Copy the lines of the listing below word for word, from its first line through the line that contains "(1125, 429)", including both of those lines.
═══ RAW RECORDS ═══
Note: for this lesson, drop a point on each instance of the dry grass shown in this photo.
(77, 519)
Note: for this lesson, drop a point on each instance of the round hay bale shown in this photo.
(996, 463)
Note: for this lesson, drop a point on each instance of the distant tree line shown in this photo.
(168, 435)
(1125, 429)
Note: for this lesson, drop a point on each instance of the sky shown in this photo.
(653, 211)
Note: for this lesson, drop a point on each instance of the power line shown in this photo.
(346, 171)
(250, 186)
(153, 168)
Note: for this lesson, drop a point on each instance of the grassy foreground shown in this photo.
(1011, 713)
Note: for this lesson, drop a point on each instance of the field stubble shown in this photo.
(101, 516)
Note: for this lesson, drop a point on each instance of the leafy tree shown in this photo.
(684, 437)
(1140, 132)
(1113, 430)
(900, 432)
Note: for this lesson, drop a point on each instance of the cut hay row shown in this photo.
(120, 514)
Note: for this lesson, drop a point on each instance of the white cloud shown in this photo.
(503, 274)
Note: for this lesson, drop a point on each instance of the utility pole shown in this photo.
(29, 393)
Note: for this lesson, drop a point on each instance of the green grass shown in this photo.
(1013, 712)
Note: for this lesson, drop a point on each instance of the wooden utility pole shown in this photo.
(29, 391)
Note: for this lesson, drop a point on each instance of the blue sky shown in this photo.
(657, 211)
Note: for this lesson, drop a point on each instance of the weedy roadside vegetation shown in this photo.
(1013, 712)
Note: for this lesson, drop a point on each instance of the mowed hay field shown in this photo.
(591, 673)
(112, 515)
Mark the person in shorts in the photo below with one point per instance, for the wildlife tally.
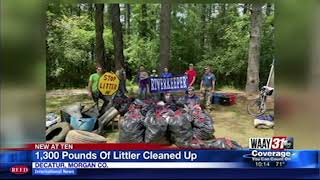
(207, 86)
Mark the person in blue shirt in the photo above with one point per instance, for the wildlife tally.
(190, 99)
(207, 86)
(166, 73)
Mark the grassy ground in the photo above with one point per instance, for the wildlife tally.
(229, 121)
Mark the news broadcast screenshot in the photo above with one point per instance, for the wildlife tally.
(160, 89)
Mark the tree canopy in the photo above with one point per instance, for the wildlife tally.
(203, 34)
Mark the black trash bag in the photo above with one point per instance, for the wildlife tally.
(149, 104)
(180, 128)
(202, 125)
(223, 143)
(156, 123)
(131, 127)
(92, 111)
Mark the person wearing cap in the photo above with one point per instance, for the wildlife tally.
(121, 73)
(192, 75)
(154, 73)
(191, 99)
(93, 84)
(207, 86)
(166, 73)
(143, 79)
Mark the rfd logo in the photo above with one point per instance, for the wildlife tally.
(19, 169)
(274, 143)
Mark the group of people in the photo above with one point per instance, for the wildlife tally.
(207, 85)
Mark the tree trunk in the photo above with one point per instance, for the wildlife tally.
(100, 51)
(91, 12)
(128, 16)
(79, 10)
(165, 27)
(203, 27)
(252, 85)
(117, 36)
(143, 24)
(245, 8)
(268, 9)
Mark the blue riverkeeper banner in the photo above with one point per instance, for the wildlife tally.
(176, 83)
(101, 161)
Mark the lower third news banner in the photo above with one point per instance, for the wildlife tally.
(102, 159)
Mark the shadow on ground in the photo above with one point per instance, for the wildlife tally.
(229, 121)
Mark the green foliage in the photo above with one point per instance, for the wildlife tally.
(142, 52)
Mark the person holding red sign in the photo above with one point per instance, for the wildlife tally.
(93, 87)
(192, 75)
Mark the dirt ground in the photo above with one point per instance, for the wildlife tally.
(229, 121)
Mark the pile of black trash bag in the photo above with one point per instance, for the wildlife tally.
(151, 121)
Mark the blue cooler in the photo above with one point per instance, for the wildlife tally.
(216, 98)
(85, 124)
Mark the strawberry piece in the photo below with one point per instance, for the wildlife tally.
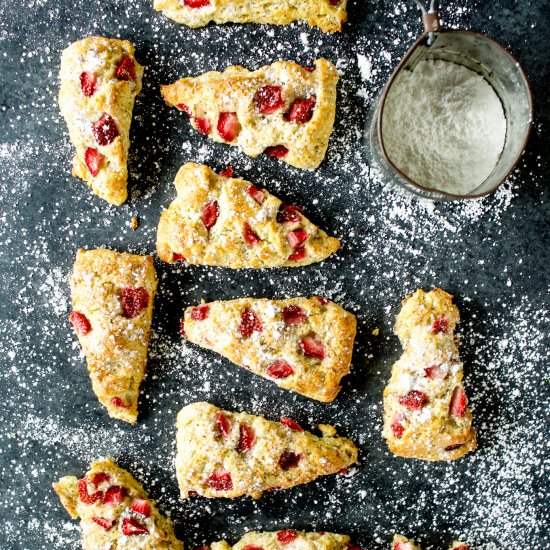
(200, 313)
(220, 480)
(105, 130)
(269, 99)
(289, 460)
(133, 301)
(286, 536)
(223, 424)
(249, 235)
(141, 506)
(296, 238)
(203, 125)
(210, 213)
(93, 158)
(289, 423)
(312, 347)
(246, 438)
(80, 323)
(104, 522)
(277, 151)
(458, 402)
(88, 83)
(250, 323)
(293, 315)
(257, 194)
(228, 126)
(301, 110)
(126, 69)
(279, 370)
(413, 400)
(131, 526)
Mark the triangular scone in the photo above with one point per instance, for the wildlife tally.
(302, 344)
(328, 15)
(283, 109)
(228, 222)
(425, 406)
(99, 81)
(112, 298)
(225, 454)
(115, 511)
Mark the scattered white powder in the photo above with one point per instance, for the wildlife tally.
(444, 126)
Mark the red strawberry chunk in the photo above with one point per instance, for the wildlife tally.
(133, 301)
(293, 315)
(250, 323)
(269, 99)
(312, 347)
(88, 83)
(257, 194)
(249, 235)
(210, 213)
(246, 438)
(413, 400)
(200, 313)
(289, 460)
(105, 130)
(93, 158)
(301, 110)
(277, 151)
(228, 126)
(141, 506)
(279, 370)
(126, 69)
(286, 536)
(296, 238)
(220, 480)
(131, 526)
(104, 522)
(291, 424)
(80, 323)
(458, 402)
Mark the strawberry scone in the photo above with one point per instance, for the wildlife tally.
(112, 298)
(226, 454)
(114, 511)
(224, 221)
(302, 344)
(328, 15)
(425, 406)
(283, 110)
(99, 82)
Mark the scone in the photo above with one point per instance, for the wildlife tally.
(283, 109)
(99, 81)
(328, 15)
(225, 454)
(425, 406)
(288, 538)
(301, 344)
(115, 511)
(228, 222)
(112, 298)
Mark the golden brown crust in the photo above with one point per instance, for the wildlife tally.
(182, 231)
(236, 91)
(318, 13)
(215, 462)
(100, 57)
(285, 326)
(119, 509)
(102, 282)
(425, 414)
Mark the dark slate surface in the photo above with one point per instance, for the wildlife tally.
(492, 254)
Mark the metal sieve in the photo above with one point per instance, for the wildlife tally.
(482, 55)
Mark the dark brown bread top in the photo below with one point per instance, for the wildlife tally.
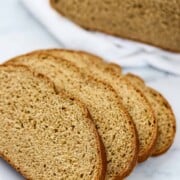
(46, 135)
(128, 19)
(134, 101)
(113, 122)
(163, 113)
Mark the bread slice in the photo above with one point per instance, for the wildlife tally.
(134, 101)
(46, 135)
(163, 113)
(128, 19)
(112, 121)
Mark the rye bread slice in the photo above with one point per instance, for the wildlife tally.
(44, 134)
(133, 100)
(163, 113)
(128, 19)
(112, 121)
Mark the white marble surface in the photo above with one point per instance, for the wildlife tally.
(20, 33)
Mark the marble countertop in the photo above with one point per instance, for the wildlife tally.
(20, 33)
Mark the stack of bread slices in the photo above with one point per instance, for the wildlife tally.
(70, 115)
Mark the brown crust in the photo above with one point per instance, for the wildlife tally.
(101, 149)
(136, 143)
(130, 75)
(115, 34)
(145, 155)
(173, 121)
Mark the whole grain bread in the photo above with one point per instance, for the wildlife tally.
(112, 121)
(44, 134)
(128, 19)
(163, 113)
(134, 101)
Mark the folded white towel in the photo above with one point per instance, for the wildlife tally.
(124, 52)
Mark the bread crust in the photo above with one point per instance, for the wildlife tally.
(172, 120)
(133, 129)
(100, 146)
(143, 156)
(115, 34)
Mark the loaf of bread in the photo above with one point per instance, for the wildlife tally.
(163, 113)
(155, 22)
(44, 134)
(112, 121)
(132, 99)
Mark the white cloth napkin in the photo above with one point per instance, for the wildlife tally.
(124, 52)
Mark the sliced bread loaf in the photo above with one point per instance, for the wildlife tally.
(134, 101)
(46, 135)
(163, 114)
(112, 121)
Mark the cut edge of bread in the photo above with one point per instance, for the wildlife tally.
(100, 146)
(126, 172)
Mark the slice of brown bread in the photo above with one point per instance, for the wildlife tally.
(128, 19)
(84, 58)
(163, 113)
(46, 135)
(135, 102)
(112, 121)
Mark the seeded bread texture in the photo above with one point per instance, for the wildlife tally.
(150, 21)
(163, 113)
(112, 121)
(46, 135)
(134, 101)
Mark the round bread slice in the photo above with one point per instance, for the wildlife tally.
(112, 121)
(133, 100)
(163, 113)
(45, 135)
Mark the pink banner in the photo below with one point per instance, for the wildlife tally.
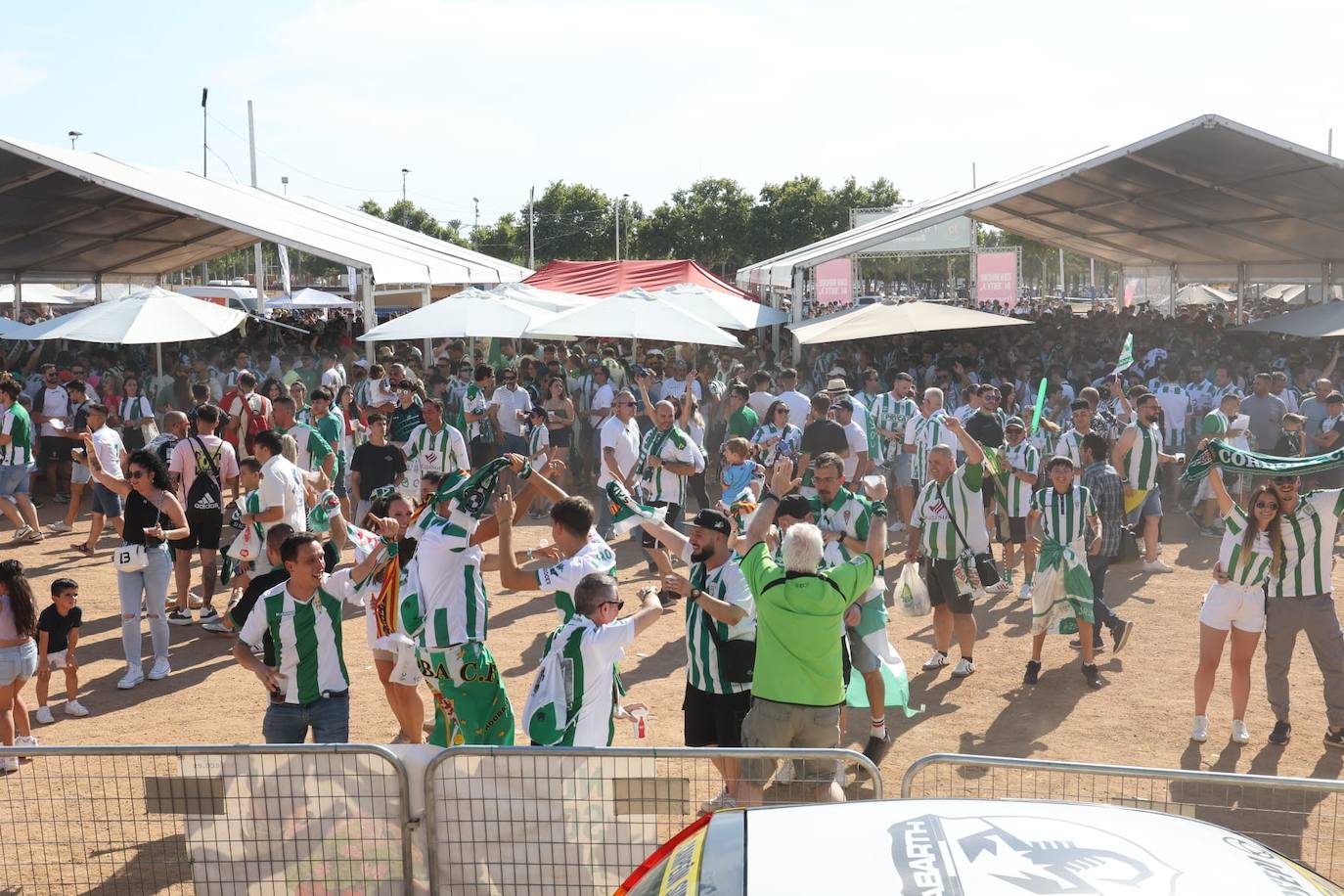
═══
§ **THE ANSWER**:
Note: for this lesson, drop a point on each instance of the dry grass shown in this photo.
(77, 519)
Note: for this lesson, drop a point on each instance of the round hay bale shown in this photo.
(996, 463)
Note: for this lesson, drop a point on each instance of the distant tree line shown in this photo.
(168, 435)
(1125, 429)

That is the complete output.